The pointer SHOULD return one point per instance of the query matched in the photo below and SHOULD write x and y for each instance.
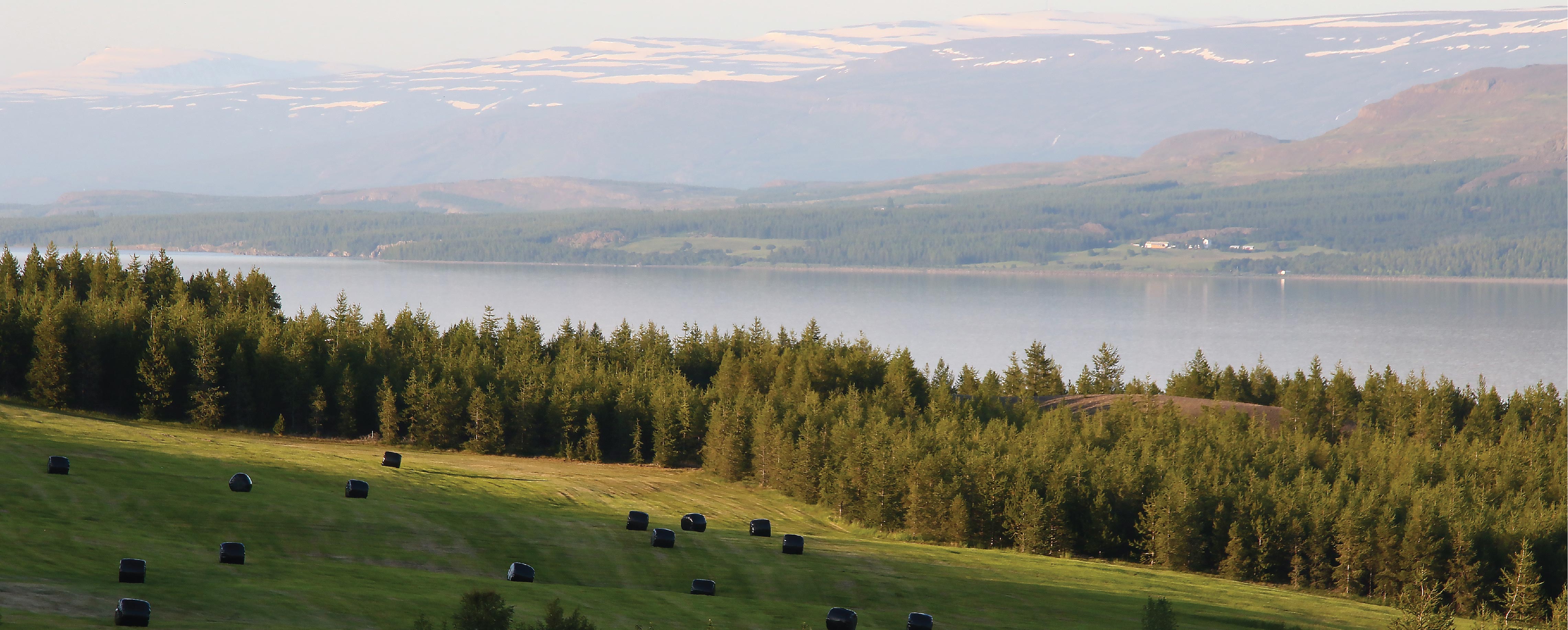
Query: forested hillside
(1405, 220)
(1379, 486)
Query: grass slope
(451, 522)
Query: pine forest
(1376, 485)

● Aim: Please reproduce every line of the entries above word for word, leaving the pictures out.

● Finished task:
The pointer SHOULD return one point per instance of the query matched in the photo below and SHOULD write x and y for each instance.
Query: forested hillside
(1405, 220)
(1379, 486)
Query: grass slope
(451, 522)
Query: pine forest
(1376, 485)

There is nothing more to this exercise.